There is no Rafah workaround
Amid escalating disputes between Israel and the US, and following meetings in Cairo with the foreign ministers of Egypt, Saudi Arabia, Qatar, Jordan, and the United Arab Emirates, Antony Blinken made a short visit to Israel. Meanwhile, meetings will be held in Washington with Minister Ron Dermer and the Head of the National Security Council Tzachi Hanegbi with their counterparts in the White House, as well as between Defense Minister Yoav Gallant and his counterpart Lloyd Austin.
The Americans will seek to discuss alternatives to an Israeli military operation in Rafah. They will not disagree on the necessity of dismantling Hamas’ Rafah Brigade, with its four battalions, in order to defeat the terrorist organization. They will also support the demand for effective control over the border with Egypt to prevent arms smuggling into the Gaza Strip but will argue that in the cost-benefit analysis, it would be best if Israel took a different course of action.
They will likely president an alternative to a large-scale military operation in the form of a “package” that will include several components: First, American support for Israeli offensive air operations and limited ground raids on targets in the Rafah area; second – resources, commitments and a mechanism for Israeli-Egyptian coordination, with the support of the US and other countries, to prevent smuggling along the border. This package of support, they believe, will make it possible to properly do the job against Hamas.
As for toppling Hamas – the entry of Palestinian Authority elements into the Strip is likely their envisioned solution. The way they see it, having the PA run civilian affairs inherently means that Hamas is no longer in power.
No basis for optimism
In order to advance this or similar proposals, additional concessions will likely be offered that are not necessarily related to Gaza. The option of normalizing relations with Saudi Arabia will resurface too.
Past experience does not provide a basis for optimism regarding the prospects of such a proposal: It is not possible to uproot Hamas and strip it of its military capabilities solely through air operations or limited raids. These patterns can be used to preserve what will be achieved in the large-scale ground operation, but not to replace it.
As for international mechanisms to prevent the smuggling of weapons – such initiatives have been attempted for years, since the days of “Operation Cast Lead”. As early as 2009, Israel signed an agreement with the US, in cooperation with NATO, to prevent arms smuggling into the Gaza Strip, with regional cooperation, training and monitoring measures, and increased sanctions on the Hamas government.
Even then, Washington had hoped that such an agreement “would somewhat ease the pressure on Israel to continue the military operation and instill confidence ahead of the change of administration in Washington,” as Tal Schneider wrote in NRG at the time. However, despite the good intentions and serious commitments made – the attempts failed miserably. There is no reason to assume that the results will be different this time.
The slim chances of replacing the Hamas government in this way can also be learned from a poll published this week: According to its findings, more than half of the residents of the strip prefer Hamas to remain in power, and an overwhelming majority still supports the Oct. 7 atrocities.
If this is the proposal, then Israel must stick to its guns by fighting until the goals are fully achieved.
Profile of the “day after”
While the diplomatic tensions over the continuation of the war and the preparation for the operation in Rafah are increasingly felt, the military activity on the ground – within the current framework of the fighting – continues to deliver results. Although it is not a substitute for the operation in Rafah, it increases the pressure on the enemy, makes it difficult for Hamas to recover, and shapes the “day after”.

+===+

§ **Required action**
Please write out, word for word, the part of the Rafah article that begins at the words "As for toppling" and stops after "longer in power.".

+===+

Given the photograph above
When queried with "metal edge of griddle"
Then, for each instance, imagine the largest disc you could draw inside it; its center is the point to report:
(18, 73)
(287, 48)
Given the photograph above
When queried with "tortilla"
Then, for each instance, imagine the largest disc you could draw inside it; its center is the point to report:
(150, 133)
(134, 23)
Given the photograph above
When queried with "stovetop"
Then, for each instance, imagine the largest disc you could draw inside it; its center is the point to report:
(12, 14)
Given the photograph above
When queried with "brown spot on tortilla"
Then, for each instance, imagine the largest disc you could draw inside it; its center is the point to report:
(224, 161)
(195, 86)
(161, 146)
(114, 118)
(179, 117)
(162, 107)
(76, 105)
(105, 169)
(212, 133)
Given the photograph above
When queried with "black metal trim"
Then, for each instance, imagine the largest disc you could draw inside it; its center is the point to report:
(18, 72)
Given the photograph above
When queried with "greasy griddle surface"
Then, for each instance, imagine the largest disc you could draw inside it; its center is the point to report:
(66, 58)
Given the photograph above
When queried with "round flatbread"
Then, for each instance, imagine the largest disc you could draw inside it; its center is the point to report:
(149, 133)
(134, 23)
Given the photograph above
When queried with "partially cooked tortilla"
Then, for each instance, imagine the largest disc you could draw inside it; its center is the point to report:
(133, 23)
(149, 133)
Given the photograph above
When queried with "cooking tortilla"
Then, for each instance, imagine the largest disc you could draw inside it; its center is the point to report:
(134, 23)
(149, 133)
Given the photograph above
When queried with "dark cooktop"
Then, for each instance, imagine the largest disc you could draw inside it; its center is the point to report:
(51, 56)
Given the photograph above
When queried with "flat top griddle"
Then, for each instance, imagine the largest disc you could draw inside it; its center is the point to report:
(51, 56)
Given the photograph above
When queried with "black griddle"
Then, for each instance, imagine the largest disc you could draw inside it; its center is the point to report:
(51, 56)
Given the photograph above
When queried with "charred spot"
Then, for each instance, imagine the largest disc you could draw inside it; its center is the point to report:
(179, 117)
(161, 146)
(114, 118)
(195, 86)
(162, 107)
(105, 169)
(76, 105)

+===+

§ **Result of the exercise**
As for toppling Hamas – the entry of Palestinian Authority elements into the Strip is likely their envisioned solution. The way they see it, having the PA run civilian affairs inherently means that Hamas is no longer in power.